_What you will do_: Repeat each entry as written, dropping any picture you find.

[Stored items from a collection]
+++++

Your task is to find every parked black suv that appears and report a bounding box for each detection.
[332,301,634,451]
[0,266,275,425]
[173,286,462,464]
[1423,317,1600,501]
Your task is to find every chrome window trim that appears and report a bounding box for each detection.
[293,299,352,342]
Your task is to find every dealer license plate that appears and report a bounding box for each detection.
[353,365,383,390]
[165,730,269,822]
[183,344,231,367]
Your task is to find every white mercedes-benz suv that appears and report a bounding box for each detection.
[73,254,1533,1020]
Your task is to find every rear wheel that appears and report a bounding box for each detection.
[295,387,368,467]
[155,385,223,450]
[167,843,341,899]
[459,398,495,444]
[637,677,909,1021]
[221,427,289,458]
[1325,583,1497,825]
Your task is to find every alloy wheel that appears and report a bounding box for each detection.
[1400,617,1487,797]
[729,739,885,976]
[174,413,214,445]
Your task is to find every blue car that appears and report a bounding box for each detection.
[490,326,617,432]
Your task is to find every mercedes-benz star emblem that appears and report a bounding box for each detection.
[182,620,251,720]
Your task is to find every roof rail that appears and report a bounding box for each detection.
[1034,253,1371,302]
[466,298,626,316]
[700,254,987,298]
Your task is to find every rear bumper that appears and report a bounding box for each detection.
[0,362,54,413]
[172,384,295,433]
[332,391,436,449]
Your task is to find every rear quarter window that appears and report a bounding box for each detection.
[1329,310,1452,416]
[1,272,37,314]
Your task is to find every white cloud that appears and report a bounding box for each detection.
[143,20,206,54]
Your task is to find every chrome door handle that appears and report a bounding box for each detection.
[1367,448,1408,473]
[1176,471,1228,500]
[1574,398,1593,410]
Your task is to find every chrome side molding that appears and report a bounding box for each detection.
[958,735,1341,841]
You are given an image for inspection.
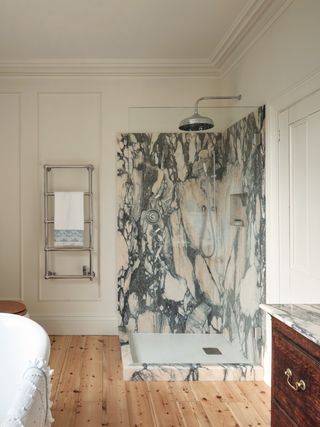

+++++

_Your response_:
Your task is to find every parked black suv that appears and report a bounding box for each detection.
[332,301,634,451]
[0,266,275,425]
[173,286,462,464]
[1423,317,1600,501]
Your task is to find every chrome window trim that appears and report a bounding box for each detection.
[293,299,352,342]
Your task is to find every dealer license plate that appears and report a bounding box for each detection.
[353,365,383,390]
[165,730,269,822]
[183,344,231,367]
Your task is to find every white mercedes-benz suv that appears and report a bounding box for each detection.
[73,254,1533,1020]
Your task is to find every rear wheel that appears and report a bounding box for each detection.
[295,387,368,467]
[155,385,223,450]
[167,843,341,899]
[459,398,495,444]
[637,677,909,1021]
[221,427,289,458]
[1325,583,1497,825]
Your task is to find every alloy wheel that appears and report a bounding box for each detection.
[1400,617,1487,797]
[729,739,885,976]
[174,413,214,445]
Your task is to find every blue car that appears and report a bounding box for each detection.
[490,326,617,432]
Your task is to find every mercedes-benz star emblem that appears and report a bounding box for each detection.
[182,620,251,720]
Your task is to find every roof rail that appears and report a bounding box for each detection.
[1034,253,1371,302]
[466,298,626,316]
[700,254,987,298]
Your task is to find every rear bumper that appears and report a bounding box for each detection.
[0,362,54,413]
[172,384,295,433]
[332,391,436,449]
Your task is to find every rear quarter window that appears and report a bounding box for each detection.
[1329,310,1452,416]
[1,272,37,314]
Your task is to find every white cloud that appears and report a bounding box for each detection.
[143,20,206,54]
Your task is to find every chrome door handle that appears and report a bounding box for each detection.
[1367,448,1408,473]
[1176,471,1228,500]
[1574,398,1593,410]
Your task is to find every chrome side molding that appears and report a bounding box for each detection.
[958,735,1341,841]
You are given an image for inspection.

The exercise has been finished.